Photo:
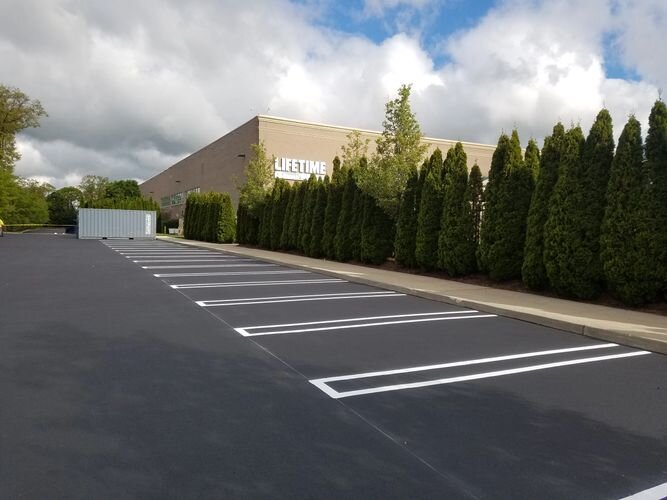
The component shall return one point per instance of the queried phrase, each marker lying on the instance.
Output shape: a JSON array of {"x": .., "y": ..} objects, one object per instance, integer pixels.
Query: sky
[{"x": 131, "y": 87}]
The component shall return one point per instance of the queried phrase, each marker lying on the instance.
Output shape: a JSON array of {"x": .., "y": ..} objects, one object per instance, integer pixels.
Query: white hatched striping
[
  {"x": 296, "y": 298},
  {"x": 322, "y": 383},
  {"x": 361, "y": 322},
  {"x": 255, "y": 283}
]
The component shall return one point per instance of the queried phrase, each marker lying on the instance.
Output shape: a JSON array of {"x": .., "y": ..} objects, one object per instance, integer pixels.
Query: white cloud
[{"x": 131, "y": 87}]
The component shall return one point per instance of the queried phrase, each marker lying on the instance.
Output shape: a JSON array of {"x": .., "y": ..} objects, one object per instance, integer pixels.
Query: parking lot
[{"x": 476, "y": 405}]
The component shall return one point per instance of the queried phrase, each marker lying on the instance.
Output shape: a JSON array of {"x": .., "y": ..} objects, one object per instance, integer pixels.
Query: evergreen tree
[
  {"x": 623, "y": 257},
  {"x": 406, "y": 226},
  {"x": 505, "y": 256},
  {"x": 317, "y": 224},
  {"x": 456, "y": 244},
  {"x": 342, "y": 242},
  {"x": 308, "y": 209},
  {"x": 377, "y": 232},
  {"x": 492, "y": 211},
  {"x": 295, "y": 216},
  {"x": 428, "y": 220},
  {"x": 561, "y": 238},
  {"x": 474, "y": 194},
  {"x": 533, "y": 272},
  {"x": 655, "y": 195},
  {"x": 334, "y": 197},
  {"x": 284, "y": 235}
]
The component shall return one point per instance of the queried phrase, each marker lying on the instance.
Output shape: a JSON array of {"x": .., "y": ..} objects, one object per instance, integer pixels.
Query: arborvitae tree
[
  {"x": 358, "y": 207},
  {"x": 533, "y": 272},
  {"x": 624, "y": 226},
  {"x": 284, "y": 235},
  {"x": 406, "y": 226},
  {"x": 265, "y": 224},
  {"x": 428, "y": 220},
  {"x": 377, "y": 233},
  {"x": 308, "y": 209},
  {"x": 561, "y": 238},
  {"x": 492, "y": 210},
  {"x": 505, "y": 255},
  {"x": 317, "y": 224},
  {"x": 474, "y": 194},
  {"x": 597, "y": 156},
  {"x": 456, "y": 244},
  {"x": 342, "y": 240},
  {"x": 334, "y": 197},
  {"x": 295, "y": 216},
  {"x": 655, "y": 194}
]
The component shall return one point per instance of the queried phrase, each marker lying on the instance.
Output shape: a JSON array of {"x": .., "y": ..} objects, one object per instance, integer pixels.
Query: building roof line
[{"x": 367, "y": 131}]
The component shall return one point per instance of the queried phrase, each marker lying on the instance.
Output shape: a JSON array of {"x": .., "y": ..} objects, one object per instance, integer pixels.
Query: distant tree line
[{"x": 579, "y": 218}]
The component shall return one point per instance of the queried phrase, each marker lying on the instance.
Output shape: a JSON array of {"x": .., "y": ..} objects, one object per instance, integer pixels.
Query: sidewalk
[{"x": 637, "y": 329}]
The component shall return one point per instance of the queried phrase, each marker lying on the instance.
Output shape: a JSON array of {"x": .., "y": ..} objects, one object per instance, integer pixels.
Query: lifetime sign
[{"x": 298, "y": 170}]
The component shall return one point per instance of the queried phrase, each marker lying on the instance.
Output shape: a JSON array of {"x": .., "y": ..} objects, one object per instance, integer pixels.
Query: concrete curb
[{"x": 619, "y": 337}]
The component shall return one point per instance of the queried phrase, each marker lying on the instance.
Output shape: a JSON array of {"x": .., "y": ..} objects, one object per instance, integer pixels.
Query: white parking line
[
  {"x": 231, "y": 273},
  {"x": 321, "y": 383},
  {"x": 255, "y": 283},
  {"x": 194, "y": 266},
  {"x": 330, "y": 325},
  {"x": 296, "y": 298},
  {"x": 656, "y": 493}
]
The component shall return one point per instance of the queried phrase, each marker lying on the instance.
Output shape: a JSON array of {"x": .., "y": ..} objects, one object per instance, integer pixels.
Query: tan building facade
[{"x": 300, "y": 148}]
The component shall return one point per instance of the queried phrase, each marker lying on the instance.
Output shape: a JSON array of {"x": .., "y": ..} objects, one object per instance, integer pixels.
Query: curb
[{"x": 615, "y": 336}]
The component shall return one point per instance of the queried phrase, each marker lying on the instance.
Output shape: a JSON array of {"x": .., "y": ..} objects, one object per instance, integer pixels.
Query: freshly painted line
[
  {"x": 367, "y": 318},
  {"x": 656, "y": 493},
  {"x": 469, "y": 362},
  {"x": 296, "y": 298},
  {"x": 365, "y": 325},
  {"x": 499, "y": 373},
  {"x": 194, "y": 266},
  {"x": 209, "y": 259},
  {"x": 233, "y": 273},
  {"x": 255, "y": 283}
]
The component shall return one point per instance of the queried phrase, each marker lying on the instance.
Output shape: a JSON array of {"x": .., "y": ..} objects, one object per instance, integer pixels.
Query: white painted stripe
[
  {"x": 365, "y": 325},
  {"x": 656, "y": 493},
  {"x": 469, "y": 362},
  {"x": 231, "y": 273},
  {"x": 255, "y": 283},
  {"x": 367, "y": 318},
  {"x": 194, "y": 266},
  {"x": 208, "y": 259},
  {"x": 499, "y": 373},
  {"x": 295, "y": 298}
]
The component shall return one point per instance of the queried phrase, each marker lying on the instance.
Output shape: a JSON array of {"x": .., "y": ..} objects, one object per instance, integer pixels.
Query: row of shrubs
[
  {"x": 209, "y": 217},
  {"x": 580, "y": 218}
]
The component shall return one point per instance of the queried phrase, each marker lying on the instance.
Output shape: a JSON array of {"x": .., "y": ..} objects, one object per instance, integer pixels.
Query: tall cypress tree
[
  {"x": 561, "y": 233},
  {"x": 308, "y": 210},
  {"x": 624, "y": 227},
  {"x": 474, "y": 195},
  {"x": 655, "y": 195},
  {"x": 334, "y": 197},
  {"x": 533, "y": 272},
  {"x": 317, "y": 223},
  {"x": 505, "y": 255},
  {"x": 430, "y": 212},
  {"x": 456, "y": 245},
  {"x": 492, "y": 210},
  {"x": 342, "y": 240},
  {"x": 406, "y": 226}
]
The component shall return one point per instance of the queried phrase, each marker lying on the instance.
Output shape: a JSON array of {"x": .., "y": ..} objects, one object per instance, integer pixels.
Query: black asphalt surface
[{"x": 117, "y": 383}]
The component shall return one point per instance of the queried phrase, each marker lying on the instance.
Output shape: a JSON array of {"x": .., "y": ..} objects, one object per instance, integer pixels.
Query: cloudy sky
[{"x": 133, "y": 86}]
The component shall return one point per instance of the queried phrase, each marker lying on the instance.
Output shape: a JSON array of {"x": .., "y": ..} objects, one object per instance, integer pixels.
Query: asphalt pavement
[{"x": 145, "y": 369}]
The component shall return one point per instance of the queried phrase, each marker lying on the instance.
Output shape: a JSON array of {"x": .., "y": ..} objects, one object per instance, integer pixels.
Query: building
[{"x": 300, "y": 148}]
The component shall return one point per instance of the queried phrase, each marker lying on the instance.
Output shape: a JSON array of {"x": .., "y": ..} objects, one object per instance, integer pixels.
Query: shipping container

§ THE PROBLEM
Except for the pictures, give all the material above again verbatim.

§ ANSWER FOR THIS EXERCISE
Photo:
The component shall return one point per instance of the queried phrase, each marker lying on the instance.
Output shape: a JSON array of {"x": .., "y": ..} objects, one object per instance, integer pixels.
Query: sky
[{"x": 131, "y": 87}]
The component shall return one point per instance of the queried phrase, each marker lying on the instance.
Output shape: a JSON array of {"x": .., "y": ..} objects, one object per instance, integer pixels.
Query: white hatched striping
[
  {"x": 296, "y": 298},
  {"x": 322, "y": 383},
  {"x": 361, "y": 322},
  {"x": 255, "y": 283}
]
The component shall return one point per instance of the queried phrase, each marker lying on the instance.
Output shape: a JSON array of {"x": .., "y": ..} objects, one object per instance, integer pixels.
Query: white cloud
[{"x": 131, "y": 87}]
The component shall return one point per instance of the queried phrase, each marker lying on the instance.
Output shape: a JSON array of {"x": .., "y": ..} objects, one object per instance, integer pixels.
Query: parking lot
[{"x": 476, "y": 405}]
The component shall return one point per instance of the queried phrase, each marker lying on the instance.
Output shape: a JSON array of {"x": .., "y": ..} objects, one object per instance, integer pixels.
Query: evergreen tree
[
  {"x": 623, "y": 257},
  {"x": 406, "y": 226},
  {"x": 505, "y": 256},
  {"x": 317, "y": 224},
  {"x": 456, "y": 244},
  {"x": 342, "y": 242},
  {"x": 308, "y": 209},
  {"x": 377, "y": 232},
  {"x": 492, "y": 211},
  {"x": 295, "y": 216},
  {"x": 428, "y": 220},
  {"x": 561, "y": 238},
  {"x": 474, "y": 194},
  {"x": 533, "y": 272},
  {"x": 655, "y": 195},
  {"x": 334, "y": 197},
  {"x": 284, "y": 235}
]
The component shall return one point per instance of the queried phrase, each marker lying on the instance.
Output shape: a JSON array of {"x": .., "y": ..} objects, one object per instance, integer pixels.
Query: arborvitae tree
[
  {"x": 358, "y": 207},
  {"x": 533, "y": 272},
  {"x": 624, "y": 226},
  {"x": 284, "y": 235},
  {"x": 406, "y": 226},
  {"x": 265, "y": 224},
  {"x": 428, "y": 220},
  {"x": 377, "y": 233},
  {"x": 308, "y": 209},
  {"x": 561, "y": 238},
  {"x": 492, "y": 210},
  {"x": 505, "y": 255},
  {"x": 317, "y": 224},
  {"x": 474, "y": 194},
  {"x": 597, "y": 156},
  {"x": 456, "y": 244},
  {"x": 342, "y": 240},
  {"x": 334, "y": 197},
  {"x": 295, "y": 216},
  {"x": 655, "y": 194}
]
The component shall return one point per instance of the queried phrase, each marker lying on the instance.
Output shape: a JSON array of {"x": .., "y": ..} objects, one object per instance, integer pixels.
Query: building roof line
[{"x": 367, "y": 131}]
The component shall return one point per instance of the queried phrase, each marker lying on the instance.
Output shape: a JSON array of {"x": .., "y": ..} objects, one object per instance, integer pixels.
Query: distant tree line
[{"x": 579, "y": 218}]
The component shall return one point per instance of the queried phrase, each marker lying on the instance.
Output shape: a JSON array of {"x": .., "y": ..} objects, one object per instance, integer pixels.
Query: sidewalk
[{"x": 637, "y": 329}]
The component shall return one point per instance of the queried phrase, each marker lying on the instance.
Output shape: a JSON array of {"x": .., "y": ..} objects, one object per instance, integer pixels.
Query: lifetime sign
[{"x": 298, "y": 170}]
The component shall return one point per instance of the queried phrase, each marker lying on the instance.
Output shape: a JSON array of {"x": .., "y": ..} objects, one object per instance, integer pixels.
Query: concrete curb
[{"x": 619, "y": 337}]
The component shall return one point per instance of the queried phrase, each marker lying on the instance.
Output shape: a JSON array of {"x": .., "y": ..} objects, one object per instance, integer pixels.
Query: white parking line
[
  {"x": 231, "y": 273},
  {"x": 321, "y": 383},
  {"x": 255, "y": 283},
  {"x": 194, "y": 266},
  {"x": 330, "y": 325},
  {"x": 296, "y": 298},
  {"x": 656, "y": 493}
]
The component shall return one point per instance of the queried phrase, each marker lying on the instance.
Output shape: a JSON array of {"x": .., "y": ..} objects, one object per instance, integer pixels.
Query: tan building facade
[{"x": 300, "y": 148}]
The component shall return one point per instance of the queried phrase, each marker lying on the instance.
Output shape: a JSON array of {"x": .., "y": ..} objects, one object per instance, integer pixels.
Query: curb
[{"x": 615, "y": 336}]
The component shall return one point per instance of the queried phrase, each marker lying on the instance.
Output shape: a JSON array of {"x": .., "y": ..} objects, one object per instance, integer pixels.
Query: freshly painted line
[
  {"x": 367, "y": 318},
  {"x": 656, "y": 493},
  {"x": 469, "y": 362},
  {"x": 296, "y": 298},
  {"x": 365, "y": 325},
  {"x": 499, "y": 373},
  {"x": 194, "y": 266},
  {"x": 209, "y": 259},
  {"x": 233, "y": 273},
  {"x": 255, "y": 283}
]
The component shall return one point per instance of the queried phrase, each marker lying on the instance.
Output shape: a JSON array of {"x": .., "y": ..} objects, one object per instance, integer pixels.
Query: white painted stripe
[
  {"x": 365, "y": 325},
  {"x": 656, "y": 493},
  {"x": 469, "y": 362},
  {"x": 231, "y": 273},
  {"x": 255, "y": 283},
  {"x": 367, "y": 318},
  {"x": 194, "y": 266},
  {"x": 208, "y": 259},
  {"x": 499, "y": 373},
  {"x": 295, "y": 298}
]
The component shall return one point per instance of the queried phrase, each marker lying on the instance.
Output shape: a JSON array of {"x": .., "y": ..} objects, one object per instance, integer pixels.
Query: row of shrubs
[
  {"x": 209, "y": 217},
  {"x": 580, "y": 218}
]
The component shall return one point per instance of the queried phrase, each marker lying on the instance.
Output shape: a JSON array of {"x": .., "y": ..} objects, one object per instance, integer pixels.
Query: tall cypress tree
[
  {"x": 561, "y": 233},
  {"x": 308, "y": 210},
  {"x": 624, "y": 227},
  {"x": 474, "y": 195},
  {"x": 655, "y": 195},
  {"x": 334, "y": 197},
  {"x": 533, "y": 272},
  {"x": 317, "y": 223},
  {"x": 505, "y": 255},
  {"x": 430, "y": 212},
  {"x": 456, "y": 245},
  {"x": 492, "y": 210},
  {"x": 342, "y": 240},
  {"x": 406, "y": 226}
]
The component shall return one point per instance of the queried phrase, each marker lying on the instance.
Output shape: a JSON array of {"x": .., "y": ..} objects, one object per instance, integer pixels.
Query: black asphalt surface
[{"x": 117, "y": 383}]
The component shall return one point per instance of the queried phrase, each marker lying on the instance.
Output shape: a JSON array of {"x": .., "y": ..} objects, one object per instance, integer pixels.
Query: cloudy sky
[{"x": 133, "y": 86}]
The component shall return one point per instance of the queried phrase, each marker lying on the instance.
Output shape: a JSON array of {"x": .., "y": ..} objects, one object per instance, integer pixels.
Query: asphalt pavement
[{"x": 145, "y": 369}]
The component shall return one point per instance of the queried phrase, each marker lying on the instance.
Output shape: a JSON array of {"x": .., "y": ..} objects, one object per instance, integer pixels.
Query: building
[{"x": 300, "y": 148}]
The component shall return one point per instance of the queried phrase, each marker lying on the instance.
Output shape: a JSON array of {"x": .., "y": ..} objects, one object per instance, integer pixels.
Query: shipping container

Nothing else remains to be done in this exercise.